## DATASET EXCERPTS
** Begin **

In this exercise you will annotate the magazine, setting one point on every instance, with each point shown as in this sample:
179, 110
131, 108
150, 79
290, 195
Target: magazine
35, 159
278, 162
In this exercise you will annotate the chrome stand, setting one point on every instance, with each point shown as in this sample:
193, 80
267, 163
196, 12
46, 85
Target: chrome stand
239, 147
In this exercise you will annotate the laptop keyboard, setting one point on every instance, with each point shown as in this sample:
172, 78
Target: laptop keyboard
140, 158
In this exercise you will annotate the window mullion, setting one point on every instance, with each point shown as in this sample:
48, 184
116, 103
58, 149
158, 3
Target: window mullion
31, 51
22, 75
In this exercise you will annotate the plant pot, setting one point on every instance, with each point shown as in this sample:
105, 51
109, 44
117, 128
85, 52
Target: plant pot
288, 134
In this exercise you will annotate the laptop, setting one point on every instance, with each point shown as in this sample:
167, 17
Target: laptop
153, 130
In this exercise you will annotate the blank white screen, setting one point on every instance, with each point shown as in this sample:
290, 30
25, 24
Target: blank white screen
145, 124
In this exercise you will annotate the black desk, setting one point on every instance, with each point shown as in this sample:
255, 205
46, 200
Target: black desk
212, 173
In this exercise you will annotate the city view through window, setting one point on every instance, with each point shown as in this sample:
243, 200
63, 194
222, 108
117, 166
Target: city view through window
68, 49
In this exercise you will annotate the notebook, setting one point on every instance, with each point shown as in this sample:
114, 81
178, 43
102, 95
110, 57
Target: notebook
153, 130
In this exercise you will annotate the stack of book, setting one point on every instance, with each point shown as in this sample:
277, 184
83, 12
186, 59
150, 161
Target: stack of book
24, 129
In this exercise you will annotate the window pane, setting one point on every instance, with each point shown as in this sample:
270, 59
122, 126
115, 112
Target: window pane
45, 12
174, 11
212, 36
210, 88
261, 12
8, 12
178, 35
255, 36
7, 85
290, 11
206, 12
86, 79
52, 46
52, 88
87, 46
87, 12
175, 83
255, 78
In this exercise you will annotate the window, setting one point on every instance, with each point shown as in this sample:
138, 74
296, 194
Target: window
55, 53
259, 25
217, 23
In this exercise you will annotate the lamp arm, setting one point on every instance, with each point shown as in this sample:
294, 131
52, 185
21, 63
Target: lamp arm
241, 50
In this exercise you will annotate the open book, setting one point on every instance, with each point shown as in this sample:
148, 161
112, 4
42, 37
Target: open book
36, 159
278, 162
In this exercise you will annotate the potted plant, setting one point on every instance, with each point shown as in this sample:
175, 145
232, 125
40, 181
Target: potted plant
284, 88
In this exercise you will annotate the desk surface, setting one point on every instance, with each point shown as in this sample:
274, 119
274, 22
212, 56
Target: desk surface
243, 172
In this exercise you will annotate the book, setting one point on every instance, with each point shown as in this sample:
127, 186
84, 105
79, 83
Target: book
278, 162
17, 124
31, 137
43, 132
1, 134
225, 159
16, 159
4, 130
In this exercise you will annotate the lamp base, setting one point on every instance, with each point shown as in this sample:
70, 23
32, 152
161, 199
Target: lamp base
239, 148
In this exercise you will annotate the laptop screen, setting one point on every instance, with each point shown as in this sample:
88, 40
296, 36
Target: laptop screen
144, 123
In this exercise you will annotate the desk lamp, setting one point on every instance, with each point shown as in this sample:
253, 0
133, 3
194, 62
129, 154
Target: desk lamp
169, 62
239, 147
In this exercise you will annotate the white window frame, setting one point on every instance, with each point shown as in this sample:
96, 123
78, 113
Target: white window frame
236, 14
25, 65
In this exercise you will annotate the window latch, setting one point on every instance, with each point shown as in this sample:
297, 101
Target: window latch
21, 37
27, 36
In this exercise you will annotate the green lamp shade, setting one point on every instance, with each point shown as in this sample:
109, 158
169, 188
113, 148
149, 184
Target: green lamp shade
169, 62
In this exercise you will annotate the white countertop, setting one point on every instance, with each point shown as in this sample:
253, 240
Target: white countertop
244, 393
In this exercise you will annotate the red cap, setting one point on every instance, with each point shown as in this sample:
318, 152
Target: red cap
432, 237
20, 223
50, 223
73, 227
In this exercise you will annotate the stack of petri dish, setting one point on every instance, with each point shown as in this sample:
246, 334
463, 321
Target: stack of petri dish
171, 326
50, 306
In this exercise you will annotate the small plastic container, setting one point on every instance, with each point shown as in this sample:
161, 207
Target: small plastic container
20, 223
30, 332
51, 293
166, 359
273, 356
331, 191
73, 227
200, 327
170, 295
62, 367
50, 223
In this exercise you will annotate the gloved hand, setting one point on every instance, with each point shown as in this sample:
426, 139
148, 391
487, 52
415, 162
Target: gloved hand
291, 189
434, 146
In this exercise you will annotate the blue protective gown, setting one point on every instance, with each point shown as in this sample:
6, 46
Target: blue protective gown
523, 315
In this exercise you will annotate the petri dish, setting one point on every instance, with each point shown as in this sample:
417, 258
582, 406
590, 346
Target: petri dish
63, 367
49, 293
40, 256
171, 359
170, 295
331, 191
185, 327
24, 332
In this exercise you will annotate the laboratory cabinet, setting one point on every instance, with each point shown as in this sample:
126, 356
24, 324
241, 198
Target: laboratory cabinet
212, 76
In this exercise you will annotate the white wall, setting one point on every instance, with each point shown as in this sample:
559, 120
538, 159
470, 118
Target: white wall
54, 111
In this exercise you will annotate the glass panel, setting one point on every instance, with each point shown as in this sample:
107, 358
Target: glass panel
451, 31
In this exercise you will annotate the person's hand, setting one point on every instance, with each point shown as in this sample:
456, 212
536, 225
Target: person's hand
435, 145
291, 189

** End **

## PROBLEM REQUIREMENTS
Rescale the listing, starting at the line that contains "In this exercise you will annotate the blue" and ending at the last line of the listing. Give all of those lines again, multiplying each answer coordinate by 1.7 and rounding to whole numbers with halves up, and leave every other line unchanged, including the sample coordinates.

## RESULT
In this exercise you will annotate the blue protective gown, setting one point on every instance, with each point shown as in this sample:
6, 46
Target: blue protective gown
889, 536
In this exercise you will annotate the petri dish, setting one point on every instance, with each point shown as in this sample:
417, 258
582, 406
590, 346
Target: petri dish
107, 624
83, 498
68, 435
291, 610
289, 502
563, 325
315, 556
41, 564
In this exercise you will annotate the laboratory cabinet, setting one point on every instance, with each point shown as in this sample:
126, 356
24, 324
241, 198
Target: laboratory cabinet
360, 129
In this exercise you will annotate the white wall, setting one point on every instance, with each point shown as in this sample:
559, 120
538, 159
470, 118
Target: white wall
92, 189
In this exercise you will annotate the glass panel, setting one point on every instance, with each point shown as in this sample:
107, 358
Target: glass panel
767, 53
In this exercise you will annotate the person's hand, setting one point on every instance, with each point shown as in this sample:
456, 212
536, 225
Target: person's hand
740, 247
495, 321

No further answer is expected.